Data records
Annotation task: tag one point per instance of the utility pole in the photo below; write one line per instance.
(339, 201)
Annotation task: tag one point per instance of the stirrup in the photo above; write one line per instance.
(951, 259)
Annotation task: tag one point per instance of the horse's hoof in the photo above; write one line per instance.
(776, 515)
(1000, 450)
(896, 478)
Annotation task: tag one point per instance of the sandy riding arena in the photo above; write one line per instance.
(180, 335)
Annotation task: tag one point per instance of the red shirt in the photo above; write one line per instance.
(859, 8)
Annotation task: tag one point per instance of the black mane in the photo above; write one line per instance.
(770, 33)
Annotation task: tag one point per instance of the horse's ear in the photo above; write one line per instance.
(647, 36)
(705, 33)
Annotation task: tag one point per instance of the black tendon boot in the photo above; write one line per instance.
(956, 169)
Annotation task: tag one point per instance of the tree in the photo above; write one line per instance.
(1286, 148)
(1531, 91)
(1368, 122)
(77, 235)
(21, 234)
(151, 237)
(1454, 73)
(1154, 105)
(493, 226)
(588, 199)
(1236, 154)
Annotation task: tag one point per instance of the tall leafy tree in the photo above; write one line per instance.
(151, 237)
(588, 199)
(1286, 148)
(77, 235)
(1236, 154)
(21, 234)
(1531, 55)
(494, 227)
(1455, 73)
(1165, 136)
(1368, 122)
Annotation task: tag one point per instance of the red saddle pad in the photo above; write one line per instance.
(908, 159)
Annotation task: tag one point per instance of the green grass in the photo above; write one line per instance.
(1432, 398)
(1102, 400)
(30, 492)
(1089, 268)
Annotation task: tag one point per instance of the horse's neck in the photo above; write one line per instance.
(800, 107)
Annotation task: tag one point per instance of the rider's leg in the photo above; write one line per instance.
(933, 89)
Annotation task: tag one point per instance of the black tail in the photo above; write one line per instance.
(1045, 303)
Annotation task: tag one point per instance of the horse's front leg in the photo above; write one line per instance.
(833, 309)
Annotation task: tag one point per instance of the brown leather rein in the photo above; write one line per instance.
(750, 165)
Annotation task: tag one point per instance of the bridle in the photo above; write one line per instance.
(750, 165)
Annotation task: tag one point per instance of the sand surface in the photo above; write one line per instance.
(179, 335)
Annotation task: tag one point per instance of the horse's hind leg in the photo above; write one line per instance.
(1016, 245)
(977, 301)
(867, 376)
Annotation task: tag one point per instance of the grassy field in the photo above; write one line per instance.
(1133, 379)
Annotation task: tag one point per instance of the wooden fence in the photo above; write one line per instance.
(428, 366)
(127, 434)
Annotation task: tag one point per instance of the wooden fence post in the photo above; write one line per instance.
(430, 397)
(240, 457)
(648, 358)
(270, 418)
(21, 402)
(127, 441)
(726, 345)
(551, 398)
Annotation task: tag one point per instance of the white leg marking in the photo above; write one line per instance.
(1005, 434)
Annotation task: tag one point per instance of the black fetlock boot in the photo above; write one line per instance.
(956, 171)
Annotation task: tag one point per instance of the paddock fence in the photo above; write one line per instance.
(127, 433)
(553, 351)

...

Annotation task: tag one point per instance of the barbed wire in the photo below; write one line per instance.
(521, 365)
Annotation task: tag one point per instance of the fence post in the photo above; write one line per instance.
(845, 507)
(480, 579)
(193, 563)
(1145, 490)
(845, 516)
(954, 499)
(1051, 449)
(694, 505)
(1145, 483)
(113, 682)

---

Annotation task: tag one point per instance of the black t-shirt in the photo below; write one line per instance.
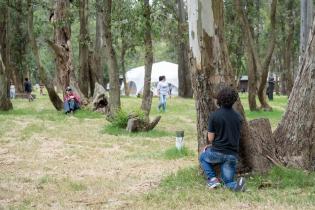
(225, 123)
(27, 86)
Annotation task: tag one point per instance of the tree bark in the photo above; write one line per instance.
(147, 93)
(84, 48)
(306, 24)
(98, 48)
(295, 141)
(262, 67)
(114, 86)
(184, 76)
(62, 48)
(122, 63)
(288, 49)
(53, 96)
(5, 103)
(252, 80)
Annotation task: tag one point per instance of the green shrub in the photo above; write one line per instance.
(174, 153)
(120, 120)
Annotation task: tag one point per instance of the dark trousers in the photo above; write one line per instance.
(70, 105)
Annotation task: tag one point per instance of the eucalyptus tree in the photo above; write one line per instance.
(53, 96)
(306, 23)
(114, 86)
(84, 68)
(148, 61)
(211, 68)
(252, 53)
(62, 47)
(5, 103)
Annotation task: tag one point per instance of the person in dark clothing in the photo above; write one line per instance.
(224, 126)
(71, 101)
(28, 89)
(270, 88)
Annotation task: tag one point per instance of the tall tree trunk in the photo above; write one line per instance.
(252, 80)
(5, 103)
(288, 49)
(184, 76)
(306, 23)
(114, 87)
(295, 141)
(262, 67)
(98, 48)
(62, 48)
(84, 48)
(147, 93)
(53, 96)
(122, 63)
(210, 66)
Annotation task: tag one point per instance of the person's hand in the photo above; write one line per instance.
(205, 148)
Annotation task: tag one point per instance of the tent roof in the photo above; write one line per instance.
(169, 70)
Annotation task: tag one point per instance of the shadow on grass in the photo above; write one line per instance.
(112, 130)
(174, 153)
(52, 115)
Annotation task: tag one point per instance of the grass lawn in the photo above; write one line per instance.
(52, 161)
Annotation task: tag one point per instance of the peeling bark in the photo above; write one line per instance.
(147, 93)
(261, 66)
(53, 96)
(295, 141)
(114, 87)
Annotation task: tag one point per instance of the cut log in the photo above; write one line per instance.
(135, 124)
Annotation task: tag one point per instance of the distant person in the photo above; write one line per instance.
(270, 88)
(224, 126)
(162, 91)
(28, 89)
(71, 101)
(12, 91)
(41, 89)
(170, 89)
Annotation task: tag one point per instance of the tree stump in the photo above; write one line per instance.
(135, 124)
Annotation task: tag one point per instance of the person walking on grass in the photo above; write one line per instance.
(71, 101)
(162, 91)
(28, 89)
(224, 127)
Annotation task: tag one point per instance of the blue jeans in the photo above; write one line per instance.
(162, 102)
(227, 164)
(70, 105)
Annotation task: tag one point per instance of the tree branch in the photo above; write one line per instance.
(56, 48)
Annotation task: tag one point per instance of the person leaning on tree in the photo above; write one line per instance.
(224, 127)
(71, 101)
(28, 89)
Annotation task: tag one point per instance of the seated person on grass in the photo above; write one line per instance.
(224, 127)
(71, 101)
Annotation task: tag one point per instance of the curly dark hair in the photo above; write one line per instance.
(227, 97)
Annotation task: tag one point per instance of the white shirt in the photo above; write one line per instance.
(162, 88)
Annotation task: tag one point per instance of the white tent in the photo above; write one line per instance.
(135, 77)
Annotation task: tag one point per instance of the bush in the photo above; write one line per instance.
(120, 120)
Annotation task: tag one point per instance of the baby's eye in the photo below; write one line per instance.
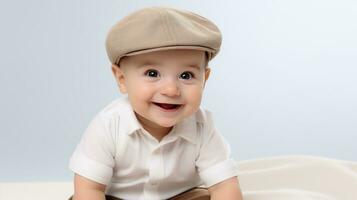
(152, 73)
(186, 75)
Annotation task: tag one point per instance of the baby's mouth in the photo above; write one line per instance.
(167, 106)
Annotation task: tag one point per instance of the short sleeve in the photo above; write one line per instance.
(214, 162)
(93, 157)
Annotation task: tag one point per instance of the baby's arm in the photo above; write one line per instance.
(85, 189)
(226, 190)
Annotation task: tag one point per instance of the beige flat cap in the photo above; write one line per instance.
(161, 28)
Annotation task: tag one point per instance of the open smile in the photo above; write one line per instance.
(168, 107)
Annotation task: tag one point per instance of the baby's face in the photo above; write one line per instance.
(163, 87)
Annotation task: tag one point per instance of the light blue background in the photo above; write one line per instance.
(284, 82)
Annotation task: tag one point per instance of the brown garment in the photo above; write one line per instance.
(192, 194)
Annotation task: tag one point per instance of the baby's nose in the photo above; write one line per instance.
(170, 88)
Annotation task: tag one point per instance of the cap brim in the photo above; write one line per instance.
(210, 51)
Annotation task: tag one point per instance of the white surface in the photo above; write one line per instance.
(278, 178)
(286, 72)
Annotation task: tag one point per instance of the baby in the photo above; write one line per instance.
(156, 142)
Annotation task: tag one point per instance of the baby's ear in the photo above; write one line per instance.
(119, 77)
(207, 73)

| What is being asked |
Pick out and copy every line in the records above that contains the word "shirt". Letter case counts.

| Written solution |
Annotation task: tag one point per instance of the red shirt in the photo above; write one line per instance.
Annotation task: tag one point per instance of the black t-shirt in the photo below; write one line per instance.
Annotation task: tag one point per instance of the white shirt in the photo above; write one line per instance.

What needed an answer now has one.